%%
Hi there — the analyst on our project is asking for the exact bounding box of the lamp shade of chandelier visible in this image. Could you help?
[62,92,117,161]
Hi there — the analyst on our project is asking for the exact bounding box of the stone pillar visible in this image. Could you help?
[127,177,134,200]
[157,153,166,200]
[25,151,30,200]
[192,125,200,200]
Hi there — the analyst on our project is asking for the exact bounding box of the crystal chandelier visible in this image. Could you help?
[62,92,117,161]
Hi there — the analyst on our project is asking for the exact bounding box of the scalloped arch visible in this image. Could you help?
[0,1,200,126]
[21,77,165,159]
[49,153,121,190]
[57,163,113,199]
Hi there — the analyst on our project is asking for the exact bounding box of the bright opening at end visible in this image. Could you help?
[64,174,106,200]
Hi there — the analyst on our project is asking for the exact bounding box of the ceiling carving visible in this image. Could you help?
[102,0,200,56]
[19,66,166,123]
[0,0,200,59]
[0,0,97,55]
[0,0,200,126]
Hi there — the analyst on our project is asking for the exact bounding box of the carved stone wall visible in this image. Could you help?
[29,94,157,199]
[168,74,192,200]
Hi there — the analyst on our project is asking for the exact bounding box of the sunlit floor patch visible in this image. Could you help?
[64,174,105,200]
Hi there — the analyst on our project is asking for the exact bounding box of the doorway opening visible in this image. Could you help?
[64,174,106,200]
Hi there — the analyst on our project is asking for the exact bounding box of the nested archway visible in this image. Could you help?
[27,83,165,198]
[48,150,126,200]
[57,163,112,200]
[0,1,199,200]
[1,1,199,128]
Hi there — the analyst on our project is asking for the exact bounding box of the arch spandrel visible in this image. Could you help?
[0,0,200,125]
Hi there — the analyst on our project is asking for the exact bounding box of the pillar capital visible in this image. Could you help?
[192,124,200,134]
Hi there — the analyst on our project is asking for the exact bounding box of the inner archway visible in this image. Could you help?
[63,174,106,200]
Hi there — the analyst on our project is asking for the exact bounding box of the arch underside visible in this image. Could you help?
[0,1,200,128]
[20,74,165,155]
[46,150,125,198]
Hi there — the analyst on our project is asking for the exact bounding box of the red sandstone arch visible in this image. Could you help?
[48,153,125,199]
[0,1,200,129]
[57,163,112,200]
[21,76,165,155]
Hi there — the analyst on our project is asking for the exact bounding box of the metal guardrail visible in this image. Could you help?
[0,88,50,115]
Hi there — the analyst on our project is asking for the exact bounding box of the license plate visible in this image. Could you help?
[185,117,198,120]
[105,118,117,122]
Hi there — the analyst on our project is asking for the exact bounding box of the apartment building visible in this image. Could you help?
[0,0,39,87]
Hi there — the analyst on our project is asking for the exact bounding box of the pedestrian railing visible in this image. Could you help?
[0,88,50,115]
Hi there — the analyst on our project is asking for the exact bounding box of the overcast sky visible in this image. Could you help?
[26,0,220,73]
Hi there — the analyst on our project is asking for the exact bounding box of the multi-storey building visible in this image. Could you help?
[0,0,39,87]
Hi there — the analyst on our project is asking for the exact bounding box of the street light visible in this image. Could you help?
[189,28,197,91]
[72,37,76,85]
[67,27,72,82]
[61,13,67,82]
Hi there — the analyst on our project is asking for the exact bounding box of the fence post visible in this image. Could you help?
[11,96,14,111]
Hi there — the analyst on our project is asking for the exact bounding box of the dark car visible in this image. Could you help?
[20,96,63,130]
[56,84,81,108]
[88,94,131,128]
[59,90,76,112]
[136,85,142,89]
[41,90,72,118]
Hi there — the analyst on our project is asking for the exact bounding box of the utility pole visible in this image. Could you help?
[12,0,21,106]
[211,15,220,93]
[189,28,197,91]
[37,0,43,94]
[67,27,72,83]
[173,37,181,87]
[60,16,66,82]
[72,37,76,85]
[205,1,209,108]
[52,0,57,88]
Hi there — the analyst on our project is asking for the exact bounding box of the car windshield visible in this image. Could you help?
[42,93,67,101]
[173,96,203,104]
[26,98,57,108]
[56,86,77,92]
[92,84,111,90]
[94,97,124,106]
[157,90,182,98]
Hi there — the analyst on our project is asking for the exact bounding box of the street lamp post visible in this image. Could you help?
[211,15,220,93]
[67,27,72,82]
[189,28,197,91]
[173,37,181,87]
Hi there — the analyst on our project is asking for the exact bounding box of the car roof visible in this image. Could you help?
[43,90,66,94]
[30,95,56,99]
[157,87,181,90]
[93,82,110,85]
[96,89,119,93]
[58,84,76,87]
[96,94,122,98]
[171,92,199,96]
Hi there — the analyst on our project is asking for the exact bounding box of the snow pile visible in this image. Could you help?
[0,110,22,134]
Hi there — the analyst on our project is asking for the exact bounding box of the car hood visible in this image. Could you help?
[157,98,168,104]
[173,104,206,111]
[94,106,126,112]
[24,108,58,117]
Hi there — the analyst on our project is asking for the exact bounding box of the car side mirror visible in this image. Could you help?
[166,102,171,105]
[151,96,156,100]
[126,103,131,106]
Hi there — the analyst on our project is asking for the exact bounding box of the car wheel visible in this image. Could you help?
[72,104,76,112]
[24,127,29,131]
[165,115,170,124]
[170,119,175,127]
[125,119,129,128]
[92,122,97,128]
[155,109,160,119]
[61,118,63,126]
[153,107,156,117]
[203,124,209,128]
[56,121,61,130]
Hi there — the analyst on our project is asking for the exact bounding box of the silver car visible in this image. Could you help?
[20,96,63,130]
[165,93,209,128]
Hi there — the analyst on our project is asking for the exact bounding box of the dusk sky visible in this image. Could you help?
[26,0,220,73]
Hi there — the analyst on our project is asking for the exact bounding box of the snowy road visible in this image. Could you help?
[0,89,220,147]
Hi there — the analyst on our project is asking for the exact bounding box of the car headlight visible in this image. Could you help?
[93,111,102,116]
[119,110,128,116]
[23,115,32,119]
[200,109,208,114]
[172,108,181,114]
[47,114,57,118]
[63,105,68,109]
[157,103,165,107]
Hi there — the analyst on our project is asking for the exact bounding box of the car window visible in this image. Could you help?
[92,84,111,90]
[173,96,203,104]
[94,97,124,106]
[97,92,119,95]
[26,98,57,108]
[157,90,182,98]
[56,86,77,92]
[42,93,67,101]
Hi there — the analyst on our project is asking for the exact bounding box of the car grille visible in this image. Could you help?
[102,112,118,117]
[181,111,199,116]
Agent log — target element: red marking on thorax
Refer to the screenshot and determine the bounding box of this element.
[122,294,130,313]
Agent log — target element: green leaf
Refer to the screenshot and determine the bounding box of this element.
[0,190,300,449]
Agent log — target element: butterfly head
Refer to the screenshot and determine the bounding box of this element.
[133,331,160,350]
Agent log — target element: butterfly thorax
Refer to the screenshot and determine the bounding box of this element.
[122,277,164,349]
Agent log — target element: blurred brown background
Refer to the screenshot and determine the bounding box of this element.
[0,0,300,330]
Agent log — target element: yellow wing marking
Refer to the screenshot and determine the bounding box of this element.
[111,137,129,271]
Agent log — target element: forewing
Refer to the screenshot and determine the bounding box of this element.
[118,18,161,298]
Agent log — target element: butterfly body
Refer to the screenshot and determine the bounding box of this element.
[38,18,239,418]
%%
%%
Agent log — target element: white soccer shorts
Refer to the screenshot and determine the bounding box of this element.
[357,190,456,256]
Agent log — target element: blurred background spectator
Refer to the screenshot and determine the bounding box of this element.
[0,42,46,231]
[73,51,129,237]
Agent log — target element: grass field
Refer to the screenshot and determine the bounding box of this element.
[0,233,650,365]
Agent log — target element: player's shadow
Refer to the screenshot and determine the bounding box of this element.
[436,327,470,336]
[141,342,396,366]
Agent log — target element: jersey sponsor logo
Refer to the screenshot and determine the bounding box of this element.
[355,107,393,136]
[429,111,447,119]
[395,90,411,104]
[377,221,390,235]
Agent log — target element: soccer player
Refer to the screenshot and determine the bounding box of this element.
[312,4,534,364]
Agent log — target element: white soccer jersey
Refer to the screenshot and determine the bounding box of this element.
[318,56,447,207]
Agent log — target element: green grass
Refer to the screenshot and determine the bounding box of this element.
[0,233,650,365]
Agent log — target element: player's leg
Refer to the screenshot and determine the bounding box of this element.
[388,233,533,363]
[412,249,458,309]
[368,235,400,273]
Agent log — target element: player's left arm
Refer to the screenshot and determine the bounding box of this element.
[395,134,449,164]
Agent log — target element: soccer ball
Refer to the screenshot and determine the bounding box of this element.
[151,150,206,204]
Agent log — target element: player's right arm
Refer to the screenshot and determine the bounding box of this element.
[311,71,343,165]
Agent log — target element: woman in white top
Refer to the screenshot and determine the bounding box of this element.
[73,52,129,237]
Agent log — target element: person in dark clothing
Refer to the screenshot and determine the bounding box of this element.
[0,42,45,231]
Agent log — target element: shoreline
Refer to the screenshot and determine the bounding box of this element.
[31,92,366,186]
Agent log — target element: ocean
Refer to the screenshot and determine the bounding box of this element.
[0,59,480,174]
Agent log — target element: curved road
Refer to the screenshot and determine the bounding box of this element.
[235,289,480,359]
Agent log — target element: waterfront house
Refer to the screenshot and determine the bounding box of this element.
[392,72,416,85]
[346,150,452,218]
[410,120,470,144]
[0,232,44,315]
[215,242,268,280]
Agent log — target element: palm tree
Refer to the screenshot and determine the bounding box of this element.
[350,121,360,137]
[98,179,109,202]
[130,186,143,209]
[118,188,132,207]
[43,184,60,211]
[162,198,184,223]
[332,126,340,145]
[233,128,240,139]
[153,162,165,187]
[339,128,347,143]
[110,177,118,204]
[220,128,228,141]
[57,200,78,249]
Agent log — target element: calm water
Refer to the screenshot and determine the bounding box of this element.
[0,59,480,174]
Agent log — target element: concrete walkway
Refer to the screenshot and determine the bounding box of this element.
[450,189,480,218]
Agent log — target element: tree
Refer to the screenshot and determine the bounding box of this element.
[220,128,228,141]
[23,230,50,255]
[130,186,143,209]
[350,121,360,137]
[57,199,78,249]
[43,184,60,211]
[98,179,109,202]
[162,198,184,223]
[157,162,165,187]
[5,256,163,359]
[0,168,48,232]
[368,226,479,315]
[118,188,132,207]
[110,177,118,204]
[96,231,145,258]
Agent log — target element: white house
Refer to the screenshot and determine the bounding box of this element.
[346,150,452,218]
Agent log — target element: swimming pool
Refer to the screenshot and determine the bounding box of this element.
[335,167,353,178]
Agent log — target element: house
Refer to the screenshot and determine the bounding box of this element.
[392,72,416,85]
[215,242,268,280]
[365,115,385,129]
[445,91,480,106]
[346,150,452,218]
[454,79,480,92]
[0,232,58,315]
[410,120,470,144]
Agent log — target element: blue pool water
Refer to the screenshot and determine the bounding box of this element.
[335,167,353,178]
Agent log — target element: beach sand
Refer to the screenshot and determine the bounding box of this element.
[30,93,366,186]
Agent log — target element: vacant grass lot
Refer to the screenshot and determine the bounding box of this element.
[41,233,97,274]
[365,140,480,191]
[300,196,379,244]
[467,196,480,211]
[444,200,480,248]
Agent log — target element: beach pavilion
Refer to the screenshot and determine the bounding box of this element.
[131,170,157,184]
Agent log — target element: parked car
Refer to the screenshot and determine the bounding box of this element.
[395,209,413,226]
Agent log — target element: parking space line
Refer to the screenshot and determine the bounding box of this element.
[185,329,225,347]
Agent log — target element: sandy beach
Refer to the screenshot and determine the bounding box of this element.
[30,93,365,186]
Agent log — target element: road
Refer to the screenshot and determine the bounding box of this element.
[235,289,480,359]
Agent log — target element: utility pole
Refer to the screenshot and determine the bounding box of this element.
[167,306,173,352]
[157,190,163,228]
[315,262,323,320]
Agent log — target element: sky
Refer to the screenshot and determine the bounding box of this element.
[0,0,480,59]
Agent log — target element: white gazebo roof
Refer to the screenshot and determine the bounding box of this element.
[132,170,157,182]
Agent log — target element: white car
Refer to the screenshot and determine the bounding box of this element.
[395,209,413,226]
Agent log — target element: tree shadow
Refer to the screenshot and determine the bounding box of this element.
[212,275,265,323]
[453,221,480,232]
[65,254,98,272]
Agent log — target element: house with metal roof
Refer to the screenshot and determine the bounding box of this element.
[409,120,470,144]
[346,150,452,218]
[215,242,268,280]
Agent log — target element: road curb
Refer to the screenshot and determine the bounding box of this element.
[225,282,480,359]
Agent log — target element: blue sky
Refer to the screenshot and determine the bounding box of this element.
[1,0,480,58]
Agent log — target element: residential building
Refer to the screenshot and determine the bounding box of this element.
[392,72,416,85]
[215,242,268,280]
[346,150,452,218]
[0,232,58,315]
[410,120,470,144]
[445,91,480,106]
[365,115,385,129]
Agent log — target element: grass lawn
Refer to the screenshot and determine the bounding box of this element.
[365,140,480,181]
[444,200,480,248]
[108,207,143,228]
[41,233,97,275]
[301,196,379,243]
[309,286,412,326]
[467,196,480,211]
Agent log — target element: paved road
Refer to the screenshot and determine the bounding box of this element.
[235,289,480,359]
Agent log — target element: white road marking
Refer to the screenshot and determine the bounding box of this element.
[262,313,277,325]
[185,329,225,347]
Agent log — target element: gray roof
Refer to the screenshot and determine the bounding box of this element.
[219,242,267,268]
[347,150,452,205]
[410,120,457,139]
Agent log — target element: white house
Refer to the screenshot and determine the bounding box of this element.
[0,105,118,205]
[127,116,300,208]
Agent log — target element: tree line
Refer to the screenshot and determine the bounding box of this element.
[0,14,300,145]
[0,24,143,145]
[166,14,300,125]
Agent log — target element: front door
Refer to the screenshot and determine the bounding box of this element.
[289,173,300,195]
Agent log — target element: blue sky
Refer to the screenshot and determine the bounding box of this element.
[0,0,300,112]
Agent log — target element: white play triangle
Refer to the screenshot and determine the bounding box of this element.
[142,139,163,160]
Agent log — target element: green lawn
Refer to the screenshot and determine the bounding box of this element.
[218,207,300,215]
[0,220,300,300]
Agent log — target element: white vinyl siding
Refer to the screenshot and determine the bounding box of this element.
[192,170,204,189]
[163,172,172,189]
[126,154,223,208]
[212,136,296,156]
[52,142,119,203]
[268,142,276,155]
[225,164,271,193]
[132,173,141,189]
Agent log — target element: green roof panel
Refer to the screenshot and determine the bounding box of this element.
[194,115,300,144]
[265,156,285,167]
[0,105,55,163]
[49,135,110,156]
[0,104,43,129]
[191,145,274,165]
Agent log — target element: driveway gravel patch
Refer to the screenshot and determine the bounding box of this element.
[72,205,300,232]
%%
%%
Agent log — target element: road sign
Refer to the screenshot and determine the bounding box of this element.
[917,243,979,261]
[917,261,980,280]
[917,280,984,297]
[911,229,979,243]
%%
WRITTEN TASK: Rewrite the stretch from the line containing "Agent log — target element: road sign" through the line containing "[911,229,979,243]", changing "road sign" to "street sign" and leaving everything else unchanged.

OUTPUT FOR THIS TASK:
Agent log — target element: street sign
Refer to the screenshot and determine the bounding box of this element.
[917,243,979,261]
[917,261,980,280]
[917,280,984,297]
[911,229,979,243]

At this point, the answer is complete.